TASK REQUIREMENTS: Repeat the data below exactly. Include each line.

*** DATA SUPPLIED ***

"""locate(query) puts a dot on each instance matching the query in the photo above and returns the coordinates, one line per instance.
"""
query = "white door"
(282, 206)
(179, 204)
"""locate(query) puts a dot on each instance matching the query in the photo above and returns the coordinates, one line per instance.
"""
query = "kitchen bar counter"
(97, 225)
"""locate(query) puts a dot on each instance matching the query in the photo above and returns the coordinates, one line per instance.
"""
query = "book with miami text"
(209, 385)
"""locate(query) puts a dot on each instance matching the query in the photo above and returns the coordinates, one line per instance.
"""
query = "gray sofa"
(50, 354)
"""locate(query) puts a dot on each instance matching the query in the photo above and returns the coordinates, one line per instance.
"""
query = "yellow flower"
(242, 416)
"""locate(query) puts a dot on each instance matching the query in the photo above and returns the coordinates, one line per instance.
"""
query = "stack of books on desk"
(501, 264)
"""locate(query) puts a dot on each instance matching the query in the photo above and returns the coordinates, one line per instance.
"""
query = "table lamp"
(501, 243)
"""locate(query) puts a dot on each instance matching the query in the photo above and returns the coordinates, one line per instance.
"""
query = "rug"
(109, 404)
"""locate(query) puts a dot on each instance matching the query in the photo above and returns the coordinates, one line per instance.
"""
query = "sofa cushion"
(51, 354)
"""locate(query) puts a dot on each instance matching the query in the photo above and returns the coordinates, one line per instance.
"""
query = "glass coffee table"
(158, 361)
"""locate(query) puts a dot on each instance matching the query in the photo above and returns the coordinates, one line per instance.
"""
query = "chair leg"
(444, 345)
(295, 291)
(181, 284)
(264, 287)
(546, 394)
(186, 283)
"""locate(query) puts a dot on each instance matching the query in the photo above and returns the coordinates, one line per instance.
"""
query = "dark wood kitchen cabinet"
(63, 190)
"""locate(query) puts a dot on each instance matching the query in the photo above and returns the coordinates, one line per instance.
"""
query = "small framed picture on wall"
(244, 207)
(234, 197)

***

SOLUTION BELOW:
"""locate(query) puts a dot on each instance matching the query in the photo above and returns the coordinates, one line per instance.
"""
query = "white door"
(282, 206)
(179, 204)
"""locate(query) puts a dot on each instance matching the query in the photo above and returns the coordinates, one line per instance.
"""
query = "kitchen bar counter"
(97, 225)
"""locate(query) puts a dot on each instance matching the query in the photo above and returns the coordinates, one line per instance.
"""
query = "book with miami text"
(209, 385)
"""locate(query) puts a dot on each instance matching the query in the photo above and returns the coordinates, one line per instance.
"""
query = "gray sofa"
(50, 354)
"""locate(query) puts a dot on each instance matching the query in the photo above and returns the coordinates, one line per instance.
"""
query = "yellow flower"
(242, 416)
"""locate(query) puts a dot on each instance matching the query in the photo above and returns the coordinates, one line per instance.
"""
query = "stack of books on desk"
(501, 264)
"""locate(query) puts a dot on each instance matching the query in the photo above and returns the coordinates, one line per instance.
"""
query = "table lamp"
(501, 243)
"""locate(query) puts a dot on each instance matching the query in the photo above and returns the coordinates, one line per instance.
"""
query = "rug"
(109, 404)
"""locate(query) puts a dot on each instance matching the query in the photo above and returns the coordinates, one line per instance.
"""
query = "sofa cushion"
(51, 354)
"""locate(query) puts a dot on each instance matching the query in the photo above and returns the coordinates, one line per instance.
"""
query = "glass coffee table"
(158, 361)
"""locate(query) puts a dot on each instance matching the query in the photo above and returns the coordinates, one line per instance.
"""
query = "chair leg"
(444, 345)
(295, 291)
(181, 284)
(264, 287)
(546, 394)
(186, 283)
"""locate(query) puts a dot on each instance matching the query in the photo above and returns the coordinates, one line per instance.
"""
query = "dark wood kitchen cabinet"
(63, 190)
"""locate(query) puts a dot on each instance matching the query in the photo above and returns the coordinates, one line per instance.
"""
query = "small framed picture on wall"
(244, 207)
(234, 197)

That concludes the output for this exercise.